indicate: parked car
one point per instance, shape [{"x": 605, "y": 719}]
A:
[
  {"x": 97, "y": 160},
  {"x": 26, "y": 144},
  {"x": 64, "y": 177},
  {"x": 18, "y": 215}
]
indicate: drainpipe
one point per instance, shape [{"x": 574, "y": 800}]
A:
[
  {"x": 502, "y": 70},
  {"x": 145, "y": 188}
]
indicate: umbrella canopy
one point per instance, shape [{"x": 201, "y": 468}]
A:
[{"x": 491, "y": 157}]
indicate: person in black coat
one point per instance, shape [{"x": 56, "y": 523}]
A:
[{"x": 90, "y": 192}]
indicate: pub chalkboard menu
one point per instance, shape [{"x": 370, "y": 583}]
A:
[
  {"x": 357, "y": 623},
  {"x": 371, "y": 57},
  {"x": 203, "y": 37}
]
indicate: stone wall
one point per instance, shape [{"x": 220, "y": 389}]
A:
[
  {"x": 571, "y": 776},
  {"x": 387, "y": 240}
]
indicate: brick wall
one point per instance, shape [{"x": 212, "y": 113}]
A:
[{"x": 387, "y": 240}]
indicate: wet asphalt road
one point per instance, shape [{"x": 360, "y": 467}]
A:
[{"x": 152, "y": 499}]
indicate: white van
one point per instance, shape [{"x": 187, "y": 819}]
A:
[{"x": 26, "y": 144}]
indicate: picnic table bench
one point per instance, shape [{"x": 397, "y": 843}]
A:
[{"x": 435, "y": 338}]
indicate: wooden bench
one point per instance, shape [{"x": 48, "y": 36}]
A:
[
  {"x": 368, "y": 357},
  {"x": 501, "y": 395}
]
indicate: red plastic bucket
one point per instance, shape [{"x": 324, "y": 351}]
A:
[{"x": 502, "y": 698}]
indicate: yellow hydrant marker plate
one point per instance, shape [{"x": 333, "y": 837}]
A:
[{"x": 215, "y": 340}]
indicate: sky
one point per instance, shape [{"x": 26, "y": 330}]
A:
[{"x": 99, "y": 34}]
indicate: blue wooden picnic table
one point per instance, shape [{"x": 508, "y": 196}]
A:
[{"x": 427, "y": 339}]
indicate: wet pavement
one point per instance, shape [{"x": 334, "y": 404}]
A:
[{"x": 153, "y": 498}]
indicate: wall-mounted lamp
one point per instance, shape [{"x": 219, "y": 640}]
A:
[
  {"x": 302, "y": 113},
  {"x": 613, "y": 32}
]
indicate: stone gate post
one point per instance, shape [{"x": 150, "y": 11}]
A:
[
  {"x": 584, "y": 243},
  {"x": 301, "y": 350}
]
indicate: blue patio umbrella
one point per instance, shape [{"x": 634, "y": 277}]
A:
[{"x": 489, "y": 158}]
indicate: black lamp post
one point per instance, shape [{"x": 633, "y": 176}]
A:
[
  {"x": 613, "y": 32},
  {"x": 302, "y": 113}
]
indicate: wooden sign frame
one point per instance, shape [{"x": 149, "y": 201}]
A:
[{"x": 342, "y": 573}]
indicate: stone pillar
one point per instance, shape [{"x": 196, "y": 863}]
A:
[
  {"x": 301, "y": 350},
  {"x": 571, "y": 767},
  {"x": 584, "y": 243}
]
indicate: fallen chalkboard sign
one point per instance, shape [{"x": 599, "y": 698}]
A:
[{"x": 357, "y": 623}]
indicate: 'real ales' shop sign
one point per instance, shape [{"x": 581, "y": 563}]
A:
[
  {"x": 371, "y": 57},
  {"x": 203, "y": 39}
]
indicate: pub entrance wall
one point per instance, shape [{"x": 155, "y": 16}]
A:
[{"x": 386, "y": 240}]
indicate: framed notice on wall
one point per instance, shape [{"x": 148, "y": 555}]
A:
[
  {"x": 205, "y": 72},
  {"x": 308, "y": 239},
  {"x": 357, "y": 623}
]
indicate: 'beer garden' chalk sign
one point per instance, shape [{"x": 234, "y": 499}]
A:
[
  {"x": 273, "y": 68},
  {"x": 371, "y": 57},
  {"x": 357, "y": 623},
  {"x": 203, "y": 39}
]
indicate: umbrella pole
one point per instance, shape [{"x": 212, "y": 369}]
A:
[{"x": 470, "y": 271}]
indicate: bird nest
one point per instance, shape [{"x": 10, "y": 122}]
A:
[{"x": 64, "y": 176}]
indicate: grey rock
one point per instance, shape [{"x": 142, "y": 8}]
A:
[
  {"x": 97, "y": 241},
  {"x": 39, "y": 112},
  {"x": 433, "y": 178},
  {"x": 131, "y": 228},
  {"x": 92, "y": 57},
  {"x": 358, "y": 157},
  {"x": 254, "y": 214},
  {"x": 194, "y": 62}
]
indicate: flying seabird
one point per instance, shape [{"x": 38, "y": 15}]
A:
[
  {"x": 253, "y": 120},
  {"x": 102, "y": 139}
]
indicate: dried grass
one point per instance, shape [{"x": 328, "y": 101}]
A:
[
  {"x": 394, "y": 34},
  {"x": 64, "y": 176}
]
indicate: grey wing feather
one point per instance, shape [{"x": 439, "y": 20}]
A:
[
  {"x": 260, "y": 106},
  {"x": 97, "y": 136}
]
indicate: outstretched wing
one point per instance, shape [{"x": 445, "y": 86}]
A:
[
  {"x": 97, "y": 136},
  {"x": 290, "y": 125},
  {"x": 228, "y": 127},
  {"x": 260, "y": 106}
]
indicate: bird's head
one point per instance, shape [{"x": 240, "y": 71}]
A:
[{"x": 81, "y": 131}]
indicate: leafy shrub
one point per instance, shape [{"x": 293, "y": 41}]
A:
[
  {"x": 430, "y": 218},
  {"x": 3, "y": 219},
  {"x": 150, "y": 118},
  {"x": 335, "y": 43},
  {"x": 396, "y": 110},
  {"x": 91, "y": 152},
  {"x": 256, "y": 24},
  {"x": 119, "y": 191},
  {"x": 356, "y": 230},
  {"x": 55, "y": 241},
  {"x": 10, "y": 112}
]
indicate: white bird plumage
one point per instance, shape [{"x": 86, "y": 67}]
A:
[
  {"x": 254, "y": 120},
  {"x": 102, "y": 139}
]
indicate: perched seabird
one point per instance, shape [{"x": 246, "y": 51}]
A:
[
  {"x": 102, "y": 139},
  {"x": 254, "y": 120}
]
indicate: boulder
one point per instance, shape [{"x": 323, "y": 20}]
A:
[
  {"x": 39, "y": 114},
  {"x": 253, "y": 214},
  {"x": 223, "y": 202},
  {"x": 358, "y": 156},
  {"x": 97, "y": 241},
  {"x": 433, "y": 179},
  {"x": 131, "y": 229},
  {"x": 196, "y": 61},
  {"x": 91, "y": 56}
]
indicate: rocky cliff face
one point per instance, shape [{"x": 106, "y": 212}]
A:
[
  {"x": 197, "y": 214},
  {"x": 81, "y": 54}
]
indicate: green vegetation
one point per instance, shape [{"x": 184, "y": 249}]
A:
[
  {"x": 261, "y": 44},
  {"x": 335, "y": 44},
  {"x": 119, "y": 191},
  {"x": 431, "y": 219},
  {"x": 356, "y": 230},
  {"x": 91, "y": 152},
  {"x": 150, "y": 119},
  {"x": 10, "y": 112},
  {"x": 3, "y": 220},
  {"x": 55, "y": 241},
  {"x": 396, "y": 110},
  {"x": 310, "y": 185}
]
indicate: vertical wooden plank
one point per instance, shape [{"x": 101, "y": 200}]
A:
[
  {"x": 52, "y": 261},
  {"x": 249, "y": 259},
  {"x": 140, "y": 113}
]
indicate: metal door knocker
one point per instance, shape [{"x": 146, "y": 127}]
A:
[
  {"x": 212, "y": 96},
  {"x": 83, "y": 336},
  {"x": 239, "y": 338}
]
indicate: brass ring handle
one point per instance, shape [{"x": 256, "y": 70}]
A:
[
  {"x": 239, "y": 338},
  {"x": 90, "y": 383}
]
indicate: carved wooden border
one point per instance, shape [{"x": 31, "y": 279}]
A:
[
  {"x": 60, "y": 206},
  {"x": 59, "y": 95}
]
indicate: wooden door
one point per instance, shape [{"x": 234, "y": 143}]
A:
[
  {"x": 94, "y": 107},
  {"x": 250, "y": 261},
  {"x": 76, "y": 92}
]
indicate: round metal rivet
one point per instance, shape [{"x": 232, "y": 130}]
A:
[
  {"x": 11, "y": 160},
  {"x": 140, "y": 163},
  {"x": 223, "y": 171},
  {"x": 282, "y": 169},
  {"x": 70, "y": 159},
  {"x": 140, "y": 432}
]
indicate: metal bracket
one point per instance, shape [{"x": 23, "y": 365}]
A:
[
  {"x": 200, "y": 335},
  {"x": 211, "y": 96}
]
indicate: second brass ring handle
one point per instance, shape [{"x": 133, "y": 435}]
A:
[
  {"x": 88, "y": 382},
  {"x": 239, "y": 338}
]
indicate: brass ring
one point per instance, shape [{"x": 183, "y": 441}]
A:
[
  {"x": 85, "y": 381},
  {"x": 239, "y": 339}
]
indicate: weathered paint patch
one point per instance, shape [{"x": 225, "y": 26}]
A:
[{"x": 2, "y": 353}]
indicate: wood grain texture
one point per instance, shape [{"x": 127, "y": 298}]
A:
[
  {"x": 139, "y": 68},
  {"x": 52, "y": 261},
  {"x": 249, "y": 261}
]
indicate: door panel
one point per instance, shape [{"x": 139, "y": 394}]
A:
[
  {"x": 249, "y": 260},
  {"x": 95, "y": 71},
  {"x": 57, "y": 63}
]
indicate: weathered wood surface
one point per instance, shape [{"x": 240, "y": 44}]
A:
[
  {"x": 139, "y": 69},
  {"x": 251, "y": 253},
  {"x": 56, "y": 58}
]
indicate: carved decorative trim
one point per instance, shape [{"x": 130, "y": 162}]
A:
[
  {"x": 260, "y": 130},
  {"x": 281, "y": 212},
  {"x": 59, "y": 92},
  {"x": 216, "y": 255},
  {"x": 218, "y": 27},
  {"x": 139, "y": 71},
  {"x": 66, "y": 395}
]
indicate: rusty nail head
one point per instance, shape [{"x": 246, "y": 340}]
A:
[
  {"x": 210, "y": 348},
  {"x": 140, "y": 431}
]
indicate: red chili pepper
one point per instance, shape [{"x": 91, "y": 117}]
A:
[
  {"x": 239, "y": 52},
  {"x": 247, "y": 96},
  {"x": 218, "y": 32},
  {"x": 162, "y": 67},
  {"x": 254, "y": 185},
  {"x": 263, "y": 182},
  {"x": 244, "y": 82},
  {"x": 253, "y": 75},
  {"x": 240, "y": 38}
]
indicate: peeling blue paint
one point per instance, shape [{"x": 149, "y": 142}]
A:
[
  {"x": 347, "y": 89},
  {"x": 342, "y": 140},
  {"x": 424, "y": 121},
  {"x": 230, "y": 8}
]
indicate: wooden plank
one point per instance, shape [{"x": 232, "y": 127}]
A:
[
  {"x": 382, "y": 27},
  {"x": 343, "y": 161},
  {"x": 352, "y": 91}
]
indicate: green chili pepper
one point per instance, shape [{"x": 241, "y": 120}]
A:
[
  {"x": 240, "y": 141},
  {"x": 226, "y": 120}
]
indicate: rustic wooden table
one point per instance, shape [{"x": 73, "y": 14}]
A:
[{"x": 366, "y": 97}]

---

§ **WHAT YOU HAVE TO DO**: Starting at the line containing "indicate: rustic wooden table" and ending with the last of the rows, rewrite those lines with "rustic" swapped for "weathered" and everything else unchanged.

§ **CORRECT ANSWER**:
indicate: weathered wooden table
one point per instance, shape [{"x": 73, "y": 14}]
A:
[{"x": 366, "y": 97}]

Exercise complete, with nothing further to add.